## [Text shown]

============================================================

Making a simple search engine

We've now looked at both fopen() and fsockopen(), both of which are great for reading in content from websites. However, thanks to the way streams work in PHP, you can read remote data in with a huge selection of functions - even down to the relatively lowly file_get_contents(). To show off this functionality, I wrote a very simple search engine that spiders websites by pulling out hyperlinks and inserting data into a MySQL table. The code is very, very simple, and very naive - it's here to demonstrate a point, not be a perfect search engine, so please don't base your own efforts on it!

============================================================

## [Data segment]
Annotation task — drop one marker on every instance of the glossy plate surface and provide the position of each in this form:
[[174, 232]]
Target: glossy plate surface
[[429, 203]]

============================================================

## [Task]
Reproduce part of the text about the simple search engine word for word, starting at the words "We've now looked" and stopping after "efforts on it!".

## [Full solution]
We've now looked at both fopen() and fsockopen(), both of which are great for reading in content from websites. However, thanks to the way streams work in PHP, you can read remote data in with a huge selection of functions - even down to the relatively lowly file_get_contents(). To show off this functionality, I wrote a very simple search engine that spiders websites by pulling out hyperlinks and inserting data into a MySQL table. The code is very, very simple, and very naive - it's here to demonstrate a point, not be a perfect search engine, so please don't base your own efforts on it!